WHAT THIS TASK INVOLVES
Render the listing below as a Markdown table with the columns Row and Line. Give each non-blank line its own numbered row, skip blank lines, and leave the pictures out.

* Start *

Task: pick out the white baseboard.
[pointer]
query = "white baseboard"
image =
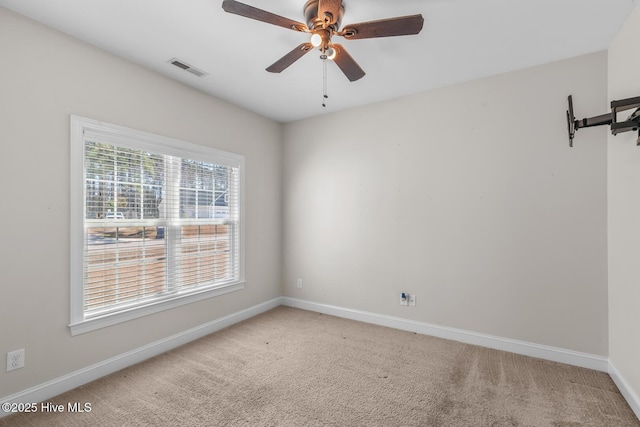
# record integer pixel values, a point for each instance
(554, 354)
(83, 376)
(630, 396)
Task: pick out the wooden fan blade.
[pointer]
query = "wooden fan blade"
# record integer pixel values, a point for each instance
(347, 64)
(247, 11)
(329, 6)
(291, 57)
(400, 26)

* End *

OUTPUT FOR THIS TASK
| Row | Line |
|---|---|
| 1 | Task: pick out the white baseboard. |
| 2 | [pointer] |
| 3 | query = "white baseboard" |
| 4 | image = |
| 5 | # record integer pixel values, a point for each instance |
| 6 | (554, 354) |
| 7 | (83, 376) |
| 8 | (630, 396) |
| 9 | Task: pick out the wooden fan blade. |
| 10 | [pointer] |
| 11 | query = "wooden fan blade" |
| 12 | # record integer pixel values, a point for each instance |
| 13 | (347, 64) |
| 14 | (247, 11) |
| 15 | (329, 6) |
| 16 | (291, 57) |
| 17 | (400, 26) |